DOCUMENT TEXT.
○ ○ ○ ○

Remarkable Idiocy: “Economically-driven Education” | deutsch29

Remarkable Idiocy: “Economically-driven Education” | deutsch29:



Remarkable Idiocy: “Economically-driven Education”

September 27, 2014

thinker facepalm

On October 2, 2014, I will be speaking in Indiana to an audience chiefly comprised of university students who have a passing understanding of the intentions of moneyed interests to usurp control of public education.
With a mind toward preparing for my upcoming engagement, I happened to read three pertinent (and powerful) articles: This one on September 26, 2014, in Chalkbeat on Indiana Governor Mike Pence’s plan to use workforce data to determine what schools teach in order to subjugate education to the requirements of the job market, excerpted below:
Indiana is quietly taking steps to position itself for a future where data drives much of what is learned in school. Gov. Mike Pence has made connecting education and workforce development a centerpiece of his administration’s agenda.
This year, a bill he wrote created a new state office, under Pence’s direction, with a director who has been nicknamed the state’s “data czar.” That office will manage an expanded network of K-12, higher education and workforce data, working with an outside company to identify trends and opportunities to connect what is learned now to what students will some day need to know.
Just last month, Pence named [state representative Steve] Braun as the state’s new director of the Department of Workforce Development. [Emphasis added.]
Pence wants to tailor education to serve the workforce, not the individual being educated– an important point.

○ ○ ○ ○

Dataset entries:

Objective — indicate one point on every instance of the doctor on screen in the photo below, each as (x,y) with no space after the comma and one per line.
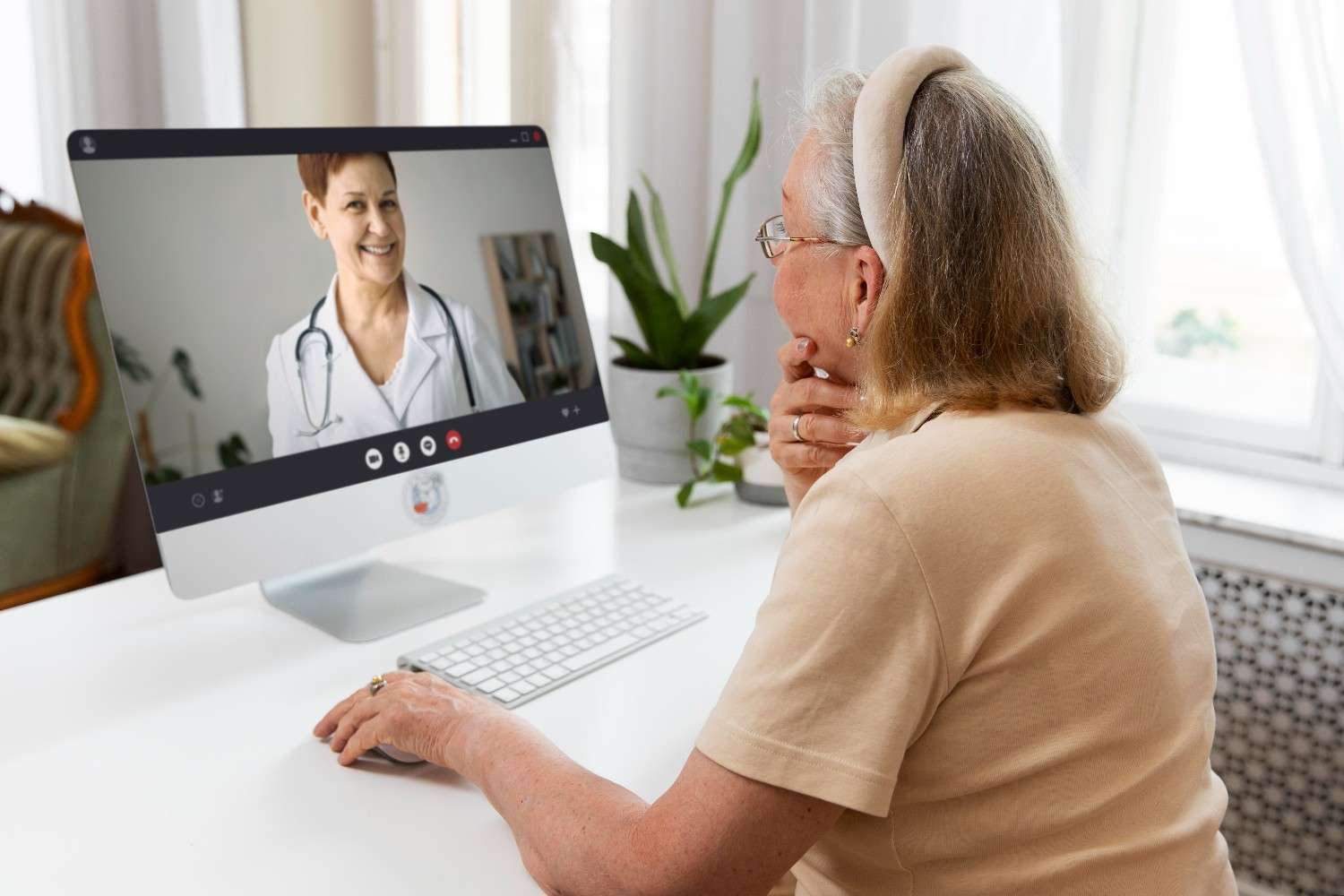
(378,352)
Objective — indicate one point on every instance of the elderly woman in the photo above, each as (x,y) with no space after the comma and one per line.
(378,352)
(984,664)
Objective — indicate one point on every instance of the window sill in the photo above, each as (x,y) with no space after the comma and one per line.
(1300,514)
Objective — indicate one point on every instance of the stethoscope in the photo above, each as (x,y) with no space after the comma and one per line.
(314,330)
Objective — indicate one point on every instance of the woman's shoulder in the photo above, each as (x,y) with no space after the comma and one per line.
(1004,450)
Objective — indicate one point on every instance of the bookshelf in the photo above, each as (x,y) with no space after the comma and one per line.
(537,320)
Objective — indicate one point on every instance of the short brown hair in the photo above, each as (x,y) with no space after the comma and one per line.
(988,301)
(316,168)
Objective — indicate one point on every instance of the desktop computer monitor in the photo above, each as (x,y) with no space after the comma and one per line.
(328,339)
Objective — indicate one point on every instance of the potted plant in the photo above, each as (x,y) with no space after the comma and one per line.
(650,435)
(725,458)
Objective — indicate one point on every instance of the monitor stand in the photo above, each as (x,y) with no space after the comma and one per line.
(367,599)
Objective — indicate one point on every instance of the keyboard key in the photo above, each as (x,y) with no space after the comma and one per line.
(601,651)
(551,641)
(478,677)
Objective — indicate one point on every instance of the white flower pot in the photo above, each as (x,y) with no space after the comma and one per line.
(650,433)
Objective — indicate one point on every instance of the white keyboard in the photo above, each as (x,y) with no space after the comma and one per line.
(521,656)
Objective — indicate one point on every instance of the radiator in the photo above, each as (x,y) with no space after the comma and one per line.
(1279,737)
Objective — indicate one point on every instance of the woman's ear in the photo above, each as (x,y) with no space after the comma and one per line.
(314,211)
(866,277)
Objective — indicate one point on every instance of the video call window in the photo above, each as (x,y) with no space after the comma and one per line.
(266,306)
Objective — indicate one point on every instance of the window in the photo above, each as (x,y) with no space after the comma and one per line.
(1222,351)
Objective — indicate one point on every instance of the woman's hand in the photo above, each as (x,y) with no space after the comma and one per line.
(817,403)
(416,712)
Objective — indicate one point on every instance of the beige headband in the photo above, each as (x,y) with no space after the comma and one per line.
(879,128)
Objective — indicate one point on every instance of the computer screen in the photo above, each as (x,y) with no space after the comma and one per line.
(303,311)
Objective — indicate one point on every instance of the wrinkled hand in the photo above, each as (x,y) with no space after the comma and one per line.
(819,402)
(416,712)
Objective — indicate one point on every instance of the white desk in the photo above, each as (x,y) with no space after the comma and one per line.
(153,745)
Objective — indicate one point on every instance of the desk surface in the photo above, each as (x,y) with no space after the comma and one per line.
(155,745)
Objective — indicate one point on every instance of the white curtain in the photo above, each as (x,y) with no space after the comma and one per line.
(680,90)
(1295,67)
(128,64)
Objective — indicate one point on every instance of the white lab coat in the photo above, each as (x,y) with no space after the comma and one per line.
(425,387)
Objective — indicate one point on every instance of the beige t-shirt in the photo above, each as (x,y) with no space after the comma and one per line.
(984,638)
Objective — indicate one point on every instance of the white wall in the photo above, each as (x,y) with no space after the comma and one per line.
(214,255)
(309,62)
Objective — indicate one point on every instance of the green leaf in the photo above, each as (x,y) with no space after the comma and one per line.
(636,357)
(163,474)
(655,309)
(733,445)
(722,471)
(750,147)
(129,360)
(706,319)
(640,255)
(233,452)
(660,228)
(698,401)
(747,405)
(188,376)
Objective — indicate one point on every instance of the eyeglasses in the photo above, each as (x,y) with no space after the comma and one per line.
(774,239)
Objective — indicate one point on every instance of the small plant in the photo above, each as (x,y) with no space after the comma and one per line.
(1187,333)
(674,332)
(231,452)
(715,461)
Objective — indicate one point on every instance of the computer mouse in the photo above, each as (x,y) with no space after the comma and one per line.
(389,751)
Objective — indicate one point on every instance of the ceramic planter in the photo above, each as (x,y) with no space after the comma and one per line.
(650,433)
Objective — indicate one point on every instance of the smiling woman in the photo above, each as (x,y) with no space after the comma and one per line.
(378,352)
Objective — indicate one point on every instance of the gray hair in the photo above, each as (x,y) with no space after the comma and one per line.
(832,201)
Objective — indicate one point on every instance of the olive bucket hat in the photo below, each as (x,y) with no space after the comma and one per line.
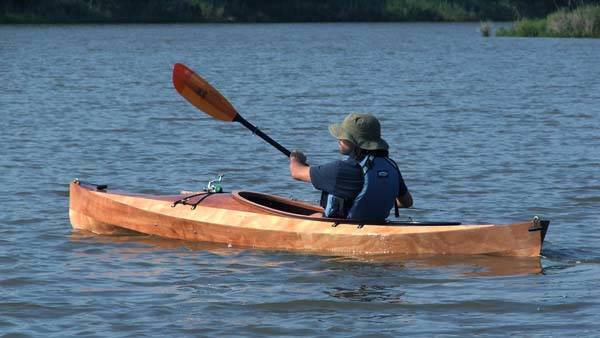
(361,129)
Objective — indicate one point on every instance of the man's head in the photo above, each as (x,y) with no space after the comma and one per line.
(359,130)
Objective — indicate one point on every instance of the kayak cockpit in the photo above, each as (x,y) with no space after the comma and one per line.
(277,205)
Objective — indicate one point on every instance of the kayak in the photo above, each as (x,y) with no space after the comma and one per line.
(258,220)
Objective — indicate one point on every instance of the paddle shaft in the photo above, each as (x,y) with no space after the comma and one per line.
(262,135)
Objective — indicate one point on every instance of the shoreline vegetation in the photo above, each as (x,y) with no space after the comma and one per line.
(581,22)
(192,11)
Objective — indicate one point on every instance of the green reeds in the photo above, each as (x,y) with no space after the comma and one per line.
(582,22)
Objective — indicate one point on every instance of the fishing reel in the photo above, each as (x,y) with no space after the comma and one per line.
(214,186)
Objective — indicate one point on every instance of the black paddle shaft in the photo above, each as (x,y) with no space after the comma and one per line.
(262,135)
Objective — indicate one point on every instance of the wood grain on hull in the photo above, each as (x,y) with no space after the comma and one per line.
(221,219)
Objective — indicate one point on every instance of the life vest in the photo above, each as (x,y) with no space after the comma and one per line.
(379,192)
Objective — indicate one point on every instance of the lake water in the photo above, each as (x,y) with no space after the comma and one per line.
(484,130)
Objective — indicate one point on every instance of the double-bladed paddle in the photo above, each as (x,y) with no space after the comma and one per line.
(206,98)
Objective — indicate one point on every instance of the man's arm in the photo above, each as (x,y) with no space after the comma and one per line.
(298,167)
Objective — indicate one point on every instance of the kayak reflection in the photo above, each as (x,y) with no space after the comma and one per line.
(459,265)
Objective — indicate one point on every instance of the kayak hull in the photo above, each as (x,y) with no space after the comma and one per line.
(230,219)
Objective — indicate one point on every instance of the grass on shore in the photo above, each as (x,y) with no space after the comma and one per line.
(582,22)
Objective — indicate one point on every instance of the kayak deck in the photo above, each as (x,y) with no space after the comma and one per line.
(264,221)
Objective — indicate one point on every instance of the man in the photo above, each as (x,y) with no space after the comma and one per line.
(367,184)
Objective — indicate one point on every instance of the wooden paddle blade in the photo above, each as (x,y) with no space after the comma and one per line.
(201,94)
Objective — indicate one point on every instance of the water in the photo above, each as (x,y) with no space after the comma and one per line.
(484,130)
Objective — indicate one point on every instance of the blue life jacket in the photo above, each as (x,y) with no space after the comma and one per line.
(379,192)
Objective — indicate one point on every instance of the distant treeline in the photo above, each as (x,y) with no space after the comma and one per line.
(82,11)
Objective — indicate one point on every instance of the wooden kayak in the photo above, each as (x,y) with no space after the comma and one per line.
(250,219)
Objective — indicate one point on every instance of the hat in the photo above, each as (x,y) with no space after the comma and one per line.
(361,129)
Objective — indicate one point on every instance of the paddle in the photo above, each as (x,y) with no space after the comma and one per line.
(206,98)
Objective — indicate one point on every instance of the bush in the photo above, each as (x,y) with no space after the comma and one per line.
(581,22)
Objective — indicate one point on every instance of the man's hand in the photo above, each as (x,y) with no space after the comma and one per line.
(298,156)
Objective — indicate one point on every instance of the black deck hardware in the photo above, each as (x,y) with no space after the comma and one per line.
(540,225)
(184,200)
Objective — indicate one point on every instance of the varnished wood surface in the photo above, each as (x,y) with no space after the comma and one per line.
(222,219)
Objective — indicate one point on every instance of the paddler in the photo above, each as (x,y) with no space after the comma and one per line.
(364,186)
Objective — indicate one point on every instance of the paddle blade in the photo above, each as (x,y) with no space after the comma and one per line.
(201,94)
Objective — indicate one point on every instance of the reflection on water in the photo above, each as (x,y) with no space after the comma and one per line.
(367,293)
(469,265)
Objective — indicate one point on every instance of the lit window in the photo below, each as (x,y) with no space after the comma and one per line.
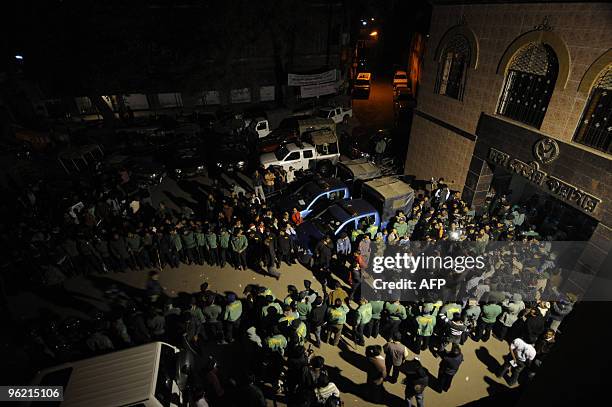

○ ○ ○ ○

TO DO.
1. In the blog post on economically driven education:
(a) On what date and in which state will the writer be speaking?
(b) What nickname has the director of the new state office been given?
(c) Which department did Pence name Steve Braun to direct?
2. Continue the blog post on economically driven education from where it stops.

RESPONSES TO THE TASKS.
1.
(a) October 2, 2014, in Indiana.
(b) The state's "data czar."
(c) The Department of Workforce Development.

2.
Next is another article, a Living in Dialogue post by Professor Emeritus Denny Taylor, one that deals quite skillfully with the sinister push to make public education little more than the servant of the US economy. The second article refers to very-well-compensated “non-profiteer” Marc Tucker’s 1992 “Dear Hillary” letter, excerpted below. Tucker’s vision is
… to remold the entire American system” into “a seamless web that literally extends from cradle to grave and is the same system for everyone,”coordinated by “a system of labor market boards at the local, state and federal levels” where curriculum and “job matching” will be handled by counselors “accessing the integrated computer-based program[Emphasis added.]
Again with using education to create workers to serve the workforce.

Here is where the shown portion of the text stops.